I can see the argument for such conservatisms in India much more clearly than I can in Canada. The family and community structures are much more intact here. Their lives are like iron, hard, but solid and dependable from birth to death. Family is their insurance, the community is their support.

The caste system is often spoken of in deplorable terms, but if you think in terms of structuring a community, you need all four castes to work together. An of course, the outcome of any cohesive group is that there will be people who don’t belong (outcastes and foreigners). A self-sustaining community needs a diversity of castes: labourers to build and maintain infrastructure, farmers and merchants to supply our goods, teachers and knowledge seekers to preserve and promote wisdom, as well as leaders and protectors to facilitate the smooth harmonious flow of people and goods. The outcastes forever challenge us. Those who think differently, act differently, have different norms, languages, gods. As much as their ways challenge us as individuals, they pose even greater challenge to the community.

What we’re seeing is a breaking down of the social structure in India. The west went thru this after World War II. By the time the 60’s rolled around everyone was freely completing their desires without fear of social recrimination. But of course there are still strong social taboos here that still make it necessary to underground to complete ones desires. The growth of urbanization along with massive need for itinerant works who leave their families and villages to find work where they can. To the western eye who sees them with their wife and children along with, a brother and his family it might seem as though family is still abundantly present, but from the Indian perspective this is the first stage of a broken family; broken home.

- The problem -
Answer these questions using the passage on family and caste in India:
1. What does the passage call family and community in people's lives there?
2. Which two groups does it name as people who don't belong?
3. After what event did the West go through a breakdown of its social structure?

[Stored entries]
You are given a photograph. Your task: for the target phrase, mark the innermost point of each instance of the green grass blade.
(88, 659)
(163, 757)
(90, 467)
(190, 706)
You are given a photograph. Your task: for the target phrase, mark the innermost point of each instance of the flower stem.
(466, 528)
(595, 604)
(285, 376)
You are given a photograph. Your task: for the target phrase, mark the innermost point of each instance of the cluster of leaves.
==
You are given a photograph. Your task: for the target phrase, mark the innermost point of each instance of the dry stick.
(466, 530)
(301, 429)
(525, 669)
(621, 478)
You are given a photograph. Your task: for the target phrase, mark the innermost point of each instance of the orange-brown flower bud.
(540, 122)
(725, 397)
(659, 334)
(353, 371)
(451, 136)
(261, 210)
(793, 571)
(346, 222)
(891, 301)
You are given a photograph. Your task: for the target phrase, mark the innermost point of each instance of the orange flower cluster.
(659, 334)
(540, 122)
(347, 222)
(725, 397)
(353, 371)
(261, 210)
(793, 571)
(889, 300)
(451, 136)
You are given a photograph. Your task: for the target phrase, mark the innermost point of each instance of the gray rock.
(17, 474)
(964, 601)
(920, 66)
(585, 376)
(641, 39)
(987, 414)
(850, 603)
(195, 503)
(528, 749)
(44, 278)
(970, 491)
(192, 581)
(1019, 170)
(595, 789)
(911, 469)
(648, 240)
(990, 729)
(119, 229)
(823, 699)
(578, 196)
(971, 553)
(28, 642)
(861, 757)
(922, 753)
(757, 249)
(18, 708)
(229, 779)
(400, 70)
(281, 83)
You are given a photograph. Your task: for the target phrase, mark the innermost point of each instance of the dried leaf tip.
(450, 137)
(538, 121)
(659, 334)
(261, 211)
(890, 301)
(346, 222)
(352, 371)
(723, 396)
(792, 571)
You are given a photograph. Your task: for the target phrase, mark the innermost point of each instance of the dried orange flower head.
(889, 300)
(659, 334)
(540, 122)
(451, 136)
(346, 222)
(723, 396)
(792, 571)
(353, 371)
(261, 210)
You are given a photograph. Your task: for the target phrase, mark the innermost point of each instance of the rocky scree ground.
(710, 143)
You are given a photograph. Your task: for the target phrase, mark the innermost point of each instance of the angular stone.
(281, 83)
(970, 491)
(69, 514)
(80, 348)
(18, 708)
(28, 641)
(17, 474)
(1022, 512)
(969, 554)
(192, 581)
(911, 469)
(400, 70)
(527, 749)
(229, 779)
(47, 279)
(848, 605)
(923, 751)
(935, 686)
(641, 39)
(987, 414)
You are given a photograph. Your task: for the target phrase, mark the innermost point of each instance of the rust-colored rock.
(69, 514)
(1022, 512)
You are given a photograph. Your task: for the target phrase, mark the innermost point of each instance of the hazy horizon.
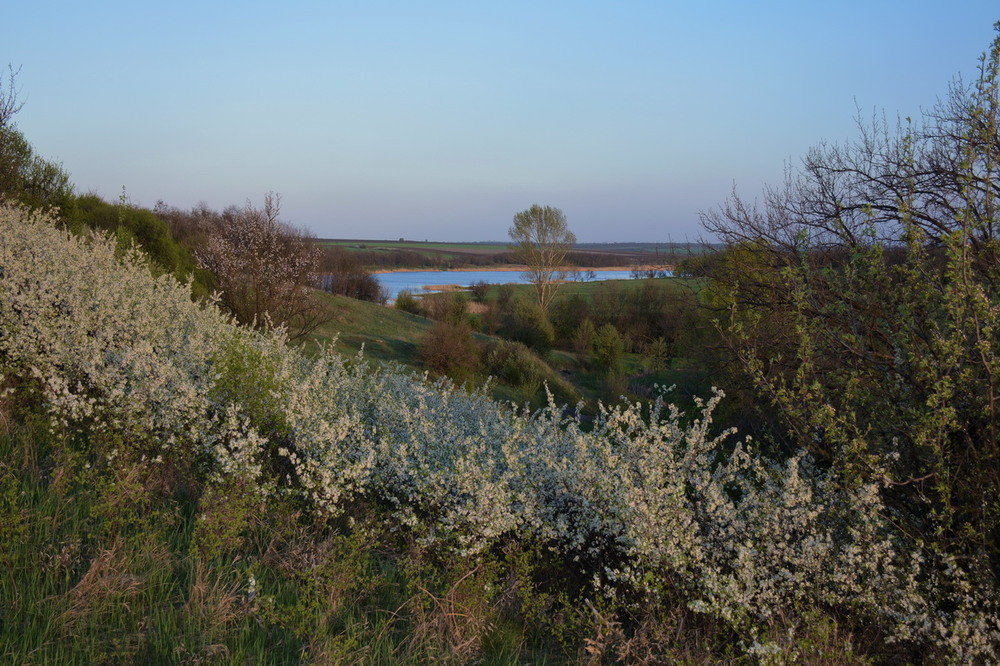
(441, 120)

- Written response -
1. Family is their insurance, and the community is their support.
2. Outcastes and foreigners.
3. World War II.